Dataset excerpts on object pointing
start

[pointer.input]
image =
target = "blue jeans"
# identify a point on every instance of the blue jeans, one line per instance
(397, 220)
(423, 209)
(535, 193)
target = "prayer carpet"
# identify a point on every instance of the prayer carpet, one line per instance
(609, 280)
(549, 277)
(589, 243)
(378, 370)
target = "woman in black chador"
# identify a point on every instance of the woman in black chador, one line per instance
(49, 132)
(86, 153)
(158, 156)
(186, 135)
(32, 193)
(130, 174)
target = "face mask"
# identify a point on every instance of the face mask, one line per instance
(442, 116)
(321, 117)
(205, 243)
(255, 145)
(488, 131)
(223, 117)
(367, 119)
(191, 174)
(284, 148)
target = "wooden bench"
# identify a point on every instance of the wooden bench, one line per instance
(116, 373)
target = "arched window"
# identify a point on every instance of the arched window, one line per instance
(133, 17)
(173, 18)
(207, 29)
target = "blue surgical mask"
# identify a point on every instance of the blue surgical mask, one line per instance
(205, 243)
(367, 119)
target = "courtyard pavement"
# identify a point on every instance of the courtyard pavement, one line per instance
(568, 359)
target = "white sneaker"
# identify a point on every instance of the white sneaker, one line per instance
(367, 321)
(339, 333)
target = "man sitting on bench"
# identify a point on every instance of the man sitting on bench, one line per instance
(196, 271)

end

- [TASK GOAL] Every record shown above must be echoed exactly.

- [FULL RESPONSE]
[pointer.input]
image =
target = "blue jeans"
# identify a point on every instance of the blue jeans, one line per instance
(397, 220)
(423, 209)
(535, 193)
target = "prayer carpet"
# identify a point on every instance of the prayer carpet, one line per instance
(609, 280)
(549, 277)
(589, 243)
(378, 370)
target = "woman in black chador"
# identify a point on every instance of the woman in black chador, one line per instance
(49, 132)
(86, 153)
(158, 156)
(186, 135)
(32, 193)
(130, 174)
target = "face mask"
# identify a point on every instance of the face mask, one line per instance
(442, 116)
(321, 117)
(205, 243)
(255, 145)
(488, 131)
(223, 117)
(367, 119)
(191, 174)
(284, 148)
target = "wooden bench"
# identify a point on every instance of the wooden bench, one line per instance
(116, 373)
target = "arched window"
# identify a point on every instance of the arched window, one line per instance
(133, 17)
(173, 18)
(207, 29)
target = "blue surgical mask"
# identify a point on every instance of the blue surgical mask, one line per instance
(205, 243)
(367, 119)
target = "courtyard pavement"
# identify a point on every instance of the courtyard pavement, one line per instance
(568, 359)
target = "white sneaker"
# identify a point on every instance of the white sneaker, one line per instance
(367, 321)
(339, 333)
target = "man sitting on bench"
# identify a point on every instance of the man sitting on bench, one line per instance
(196, 271)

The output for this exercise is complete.